* **Provided material**
·····
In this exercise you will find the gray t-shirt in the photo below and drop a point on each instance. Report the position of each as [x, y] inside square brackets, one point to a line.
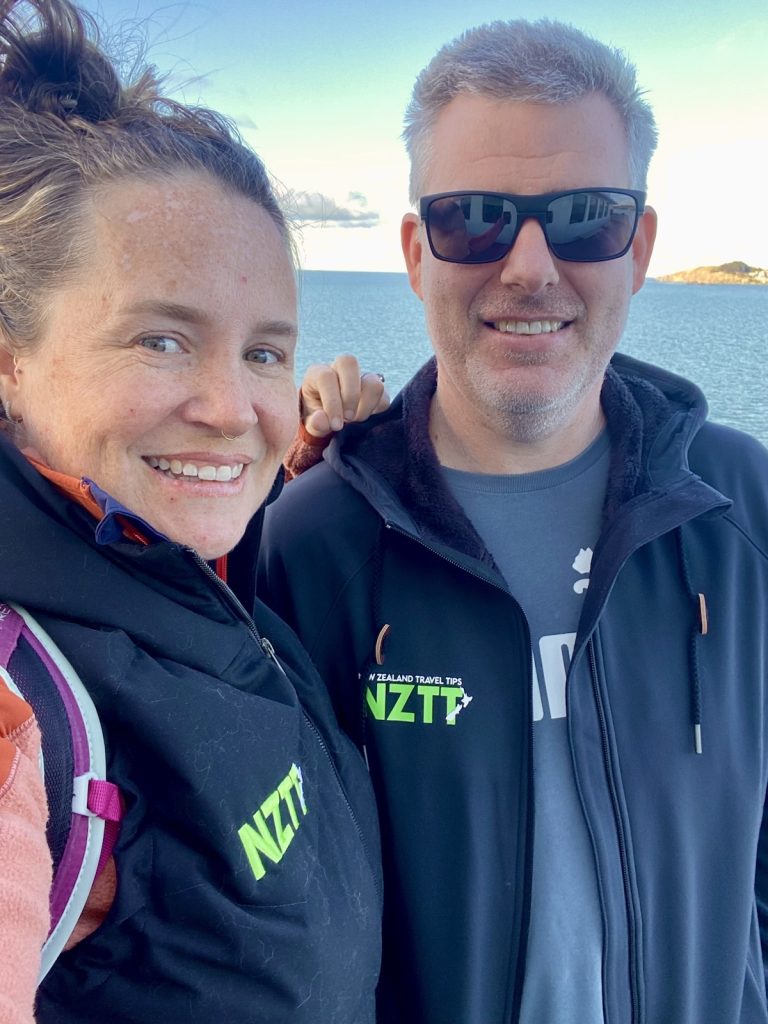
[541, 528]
·····
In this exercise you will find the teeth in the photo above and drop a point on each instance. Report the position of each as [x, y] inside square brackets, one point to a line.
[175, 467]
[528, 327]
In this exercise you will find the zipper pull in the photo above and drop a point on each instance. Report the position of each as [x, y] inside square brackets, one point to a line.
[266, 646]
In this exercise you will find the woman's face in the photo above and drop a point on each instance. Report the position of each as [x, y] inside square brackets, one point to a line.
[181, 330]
·····
* **Problem statement**
Pull out every line of the material above that contains the word "photo", and copy each one in full without changes.

* **Written response**
In this exercise you will find the gray t-shirt in the photo below and drop a point on each instance. Report the position of each as [x, y] inside square brackets, one point to a line.
In this exercise you will find the teeth in the photo above and drop a point on each instance. Report the position of each as [x, y] inside square brackets, one point to a line.
In this exercise you will find the zipper pull in the photo above and drop a point on each instance. Report the position of each as [x, y] inside square brackets, one point to a line.
In this exercise you will find the woman's face in the photo above and drop a point on each instance. Report the position of each as [x, y] inside square brackets, one point to a line.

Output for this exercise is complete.